# Work required
The required output is the line that contains "of the sky." plus every line after it in the listing below, copied exactly as it appears.

Supplied material: Begin

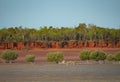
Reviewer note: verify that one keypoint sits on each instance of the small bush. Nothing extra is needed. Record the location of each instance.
(117, 56)
(110, 58)
(84, 55)
(9, 55)
(54, 56)
(30, 58)
(98, 55)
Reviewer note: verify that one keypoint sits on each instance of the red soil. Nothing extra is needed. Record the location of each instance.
(69, 54)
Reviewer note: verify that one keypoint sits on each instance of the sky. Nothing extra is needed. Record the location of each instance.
(58, 13)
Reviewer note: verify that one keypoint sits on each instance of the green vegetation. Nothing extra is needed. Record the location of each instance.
(30, 58)
(9, 56)
(82, 32)
(84, 55)
(110, 58)
(98, 55)
(55, 56)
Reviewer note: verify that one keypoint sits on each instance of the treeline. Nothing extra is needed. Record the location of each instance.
(80, 33)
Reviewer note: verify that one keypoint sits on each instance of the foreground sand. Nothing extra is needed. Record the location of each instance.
(58, 73)
(69, 54)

Supplied material: End

# Answer for this exercise
Reviewer note: verify that one keypoint sits on each instance of the sky. Nothing extra is needed. Record the location of each instance.
(58, 13)
Reviewer note: verify that one keypoint sits on each instance of the green vegetation. Nothing extra is needed. Record the location of each instance.
(30, 58)
(9, 56)
(82, 32)
(84, 55)
(110, 58)
(98, 55)
(55, 56)
Reviewer note: verify that one keypoint sits on each instance of the treeline. Nothing extra is needed. Record the location of each instance.
(80, 33)
Reviewer note: verify that one keypoint sits on each instance of the foreground sand. Nothing extra is needed. Record the location of each instance.
(58, 73)
(69, 54)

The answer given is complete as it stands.